-- 原文 --
# # # # #

Why we need memory barrier?

MESI protocol state

状态	描述	监听任务
M 修改 (Modified)	该Cache line有效，数据被修改了，和内存中的数据不一致，数据只存在于本Cache中。	缓存行必须时刻监听所有试图读该缓存行相对就主存的操作，这种操作必须在缓存将该缓存行写回主存并将状态变成S（共享）状态之前被延迟执行。
E 独享、互斥 (Exclusive)	该Cache line有效，数据和内存中的数据一致，数据只存在于本Cache中。	缓存行也必须监听其它缓存读主存中该缓存行的操作，一旦有这种操作，该缓存行需要变成S（共享）状态。
S 共享 (Shared)	该Cache line有效，数据和内存中的数据一致，数据存在于很多Cache中。	缓存行也必须监听其它缓存使该缓存行无效或者独享该缓存行的请求，并将该缓存行变成无效（Invalid）。
I 无效 (Invalid)	该Cache line无效。	无

Stores Result in Unnecessary Stalls

针对某些特定地址的数据（在一个cacheline中）重复的进行读写，仅仅使用cache可以获得很好的性能，不过，对于第一次写，其性能非常差。
CPU 0发起一次对某个地址的写操作，但是local cache没有数据，该数据在CPU 1的local cache中，因此，为了完成写操作，CPU 0发出invalidate的命令，invalidate其他CPU的cache数据。只有完成了这些总线上的transaction之后，CPU 0才能正在发起写的操作，这是一个漫长的等待过程。

# # # # #

-- 数据摘录 --
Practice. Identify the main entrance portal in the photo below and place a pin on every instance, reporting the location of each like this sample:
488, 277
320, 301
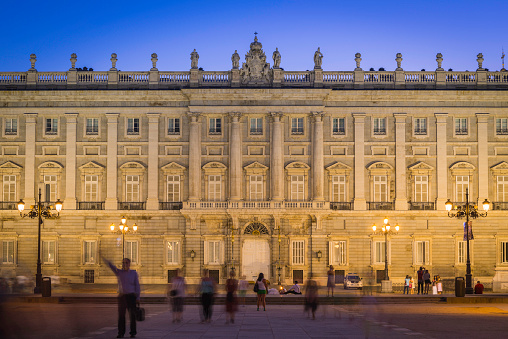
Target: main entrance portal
255, 258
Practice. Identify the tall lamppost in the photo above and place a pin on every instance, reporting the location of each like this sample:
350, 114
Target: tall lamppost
123, 228
386, 229
40, 211
468, 211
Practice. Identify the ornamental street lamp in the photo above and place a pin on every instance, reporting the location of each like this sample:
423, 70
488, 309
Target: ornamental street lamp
123, 228
467, 211
386, 229
40, 211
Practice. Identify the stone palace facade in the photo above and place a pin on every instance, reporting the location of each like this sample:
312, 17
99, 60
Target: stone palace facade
256, 168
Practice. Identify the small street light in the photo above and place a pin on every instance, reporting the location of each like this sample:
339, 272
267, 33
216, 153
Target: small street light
40, 211
123, 228
468, 211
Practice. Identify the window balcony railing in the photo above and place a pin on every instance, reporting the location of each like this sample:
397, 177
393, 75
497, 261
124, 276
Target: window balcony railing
386, 205
91, 205
421, 206
131, 205
343, 206
173, 205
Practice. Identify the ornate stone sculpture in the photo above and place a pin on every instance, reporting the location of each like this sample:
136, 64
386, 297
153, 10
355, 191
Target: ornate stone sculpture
318, 59
194, 59
235, 59
276, 58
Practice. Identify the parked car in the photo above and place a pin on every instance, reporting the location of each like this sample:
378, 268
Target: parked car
353, 280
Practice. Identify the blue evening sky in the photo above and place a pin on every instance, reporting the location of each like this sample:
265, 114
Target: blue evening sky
459, 29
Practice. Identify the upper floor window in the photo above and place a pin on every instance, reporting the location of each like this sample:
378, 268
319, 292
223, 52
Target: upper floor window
379, 126
339, 126
461, 126
11, 126
256, 126
92, 126
173, 126
215, 126
297, 126
420, 125
501, 126
133, 126
51, 127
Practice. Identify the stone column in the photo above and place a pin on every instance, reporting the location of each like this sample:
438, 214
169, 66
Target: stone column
235, 149
400, 162
359, 182
194, 158
483, 158
112, 162
441, 159
70, 162
317, 157
277, 158
152, 202
30, 124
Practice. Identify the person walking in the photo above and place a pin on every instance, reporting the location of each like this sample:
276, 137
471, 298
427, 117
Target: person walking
262, 289
176, 294
420, 279
128, 297
330, 283
207, 290
231, 300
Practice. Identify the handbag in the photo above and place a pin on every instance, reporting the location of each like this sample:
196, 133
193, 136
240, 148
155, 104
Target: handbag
140, 313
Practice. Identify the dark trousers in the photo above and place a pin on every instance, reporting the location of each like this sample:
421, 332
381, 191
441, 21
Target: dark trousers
206, 302
126, 302
420, 286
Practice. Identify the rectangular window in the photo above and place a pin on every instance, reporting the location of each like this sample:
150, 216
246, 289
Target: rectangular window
501, 126
91, 188
380, 188
297, 126
92, 126
131, 251
173, 184
132, 188
502, 188
8, 252
48, 252
90, 251
173, 251
256, 187
214, 188
339, 188
339, 126
51, 126
133, 126
420, 125
421, 188
461, 185
50, 188
461, 126
338, 250
173, 126
215, 126
256, 126
11, 126
9, 188
297, 187
298, 247
379, 126
422, 252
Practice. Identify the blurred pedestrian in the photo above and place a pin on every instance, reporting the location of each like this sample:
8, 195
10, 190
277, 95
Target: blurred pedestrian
207, 290
330, 284
176, 294
129, 295
231, 300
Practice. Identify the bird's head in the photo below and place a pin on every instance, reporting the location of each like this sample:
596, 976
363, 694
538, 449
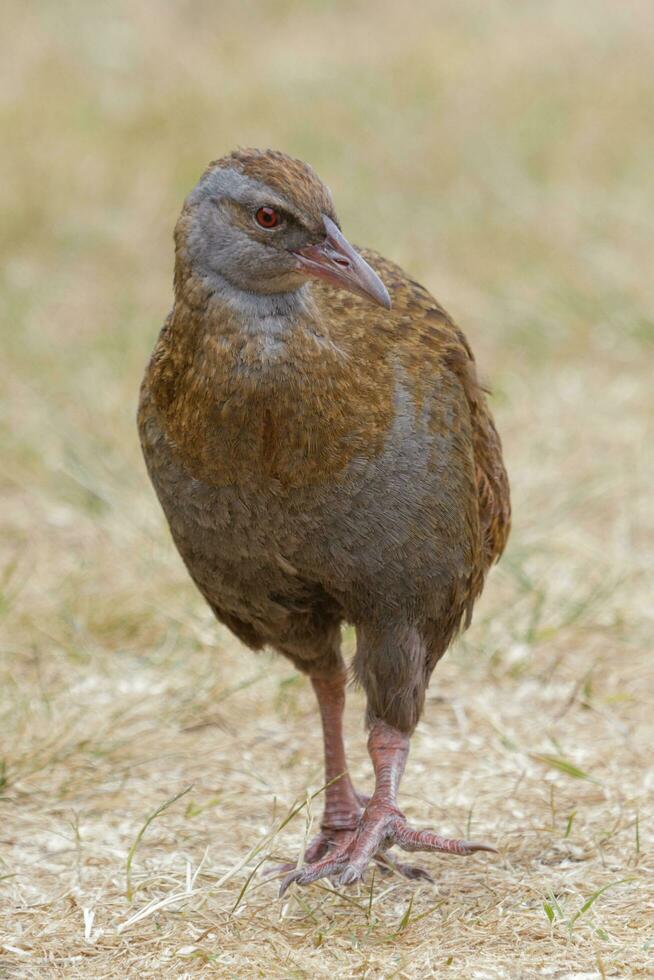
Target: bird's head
261, 222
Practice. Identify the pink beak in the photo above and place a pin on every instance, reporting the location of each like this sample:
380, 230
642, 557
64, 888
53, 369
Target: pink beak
335, 261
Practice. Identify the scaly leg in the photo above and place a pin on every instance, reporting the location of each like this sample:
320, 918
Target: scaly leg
382, 824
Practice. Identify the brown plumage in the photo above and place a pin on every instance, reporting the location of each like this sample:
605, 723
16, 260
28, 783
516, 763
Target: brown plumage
322, 459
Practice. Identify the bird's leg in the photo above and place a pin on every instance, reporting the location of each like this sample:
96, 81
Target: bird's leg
382, 824
342, 805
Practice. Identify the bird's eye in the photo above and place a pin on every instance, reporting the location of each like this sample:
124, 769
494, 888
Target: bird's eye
267, 217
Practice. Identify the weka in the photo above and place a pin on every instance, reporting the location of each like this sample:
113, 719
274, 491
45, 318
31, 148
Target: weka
323, 453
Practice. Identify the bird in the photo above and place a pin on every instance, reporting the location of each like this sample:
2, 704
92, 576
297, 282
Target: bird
313, 425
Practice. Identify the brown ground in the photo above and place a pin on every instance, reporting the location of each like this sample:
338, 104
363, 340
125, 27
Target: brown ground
503, 153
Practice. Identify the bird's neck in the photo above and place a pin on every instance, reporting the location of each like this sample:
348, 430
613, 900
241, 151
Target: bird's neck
254, 388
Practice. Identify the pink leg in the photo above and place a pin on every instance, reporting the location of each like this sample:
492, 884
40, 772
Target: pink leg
382, 823
342, 806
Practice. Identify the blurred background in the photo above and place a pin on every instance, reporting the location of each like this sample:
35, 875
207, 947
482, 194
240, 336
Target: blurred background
502, 152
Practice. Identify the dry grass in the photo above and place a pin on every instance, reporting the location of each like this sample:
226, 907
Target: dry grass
501, 151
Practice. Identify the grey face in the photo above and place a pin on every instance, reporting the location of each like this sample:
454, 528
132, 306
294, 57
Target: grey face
227, 243
230, 242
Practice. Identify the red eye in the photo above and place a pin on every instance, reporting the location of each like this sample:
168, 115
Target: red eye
267, 217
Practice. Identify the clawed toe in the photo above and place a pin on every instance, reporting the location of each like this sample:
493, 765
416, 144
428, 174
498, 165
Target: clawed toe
378, 832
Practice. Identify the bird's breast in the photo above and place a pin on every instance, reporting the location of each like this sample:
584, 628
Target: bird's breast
289, 409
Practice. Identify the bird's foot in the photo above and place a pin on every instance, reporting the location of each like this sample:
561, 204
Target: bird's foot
380, 827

# # # # #

-- 待办任务 --
**A)** 列出列表中所有含有字符串“person”的行，注意区分大小写。
**B)** 接着关于内存屏障的原文的最后一句往下写。
关于内存屏障的原文与列表彼此无关。

-- 依次作答 --
**A)**
Practice. Identify the person walking in the photo above and place a pin on every instance, reporting the location of each like this sample:
Target: person walking

**B)**
store buffer

有一种可以阻止cpu进入无聊等待状态的方法就是在CPU和cache之间增加store buffer这个HW block

但是执行下列代码时，可能发生失败。
初始情况假定a和b都为0，且a在CPU1的cache line中，而b在CPU0的cache line中。

a = 1;
b = a + 1;
assert(b == 2);

CPU0 Cache miss a，发送read invalidate

CPU0 store a to store buffer

CPU1 erase cacheline(a) , send read response and invalidate acknowledge

CPU0 execute b=a+1

CPU0 load a from cacheline(from CPU1), now a = 0

CPU0 calculate b = 0 + 1 = 1, assert failed

导致这个问题的根本原因是我们有两个a值，一个在cacheline中，一个在store buffer中。

store forwarding

初始情况假定a和b都为0，且a在CPU1的cache line中，而b在CPU0的cache line中。CPU0执行foo()，CPU1执行bar()

void foo()
 { 
    a = 1;
    b = 1;
}
void bar() 
{
while(b == 0) continue;
    assert(a == 1);
}

CPU0 store a=1 in store buffer

CPU1 can not find b, send read invalidate

CPU0 store b=1 in cacheline

CPU0 send read response

CPU1 get cacheline(b=1)

CPU1 read cacheline(a=0), assert failed

CPU1 send read response and invalidate acknowledge

CPU0 store a=1 in cache line

原因在于两个CPU对于写入的理解（要求）不一致，CPU0认为写入到store buffer就叫写入，而CPU1则认为写入到cache line才叫写入。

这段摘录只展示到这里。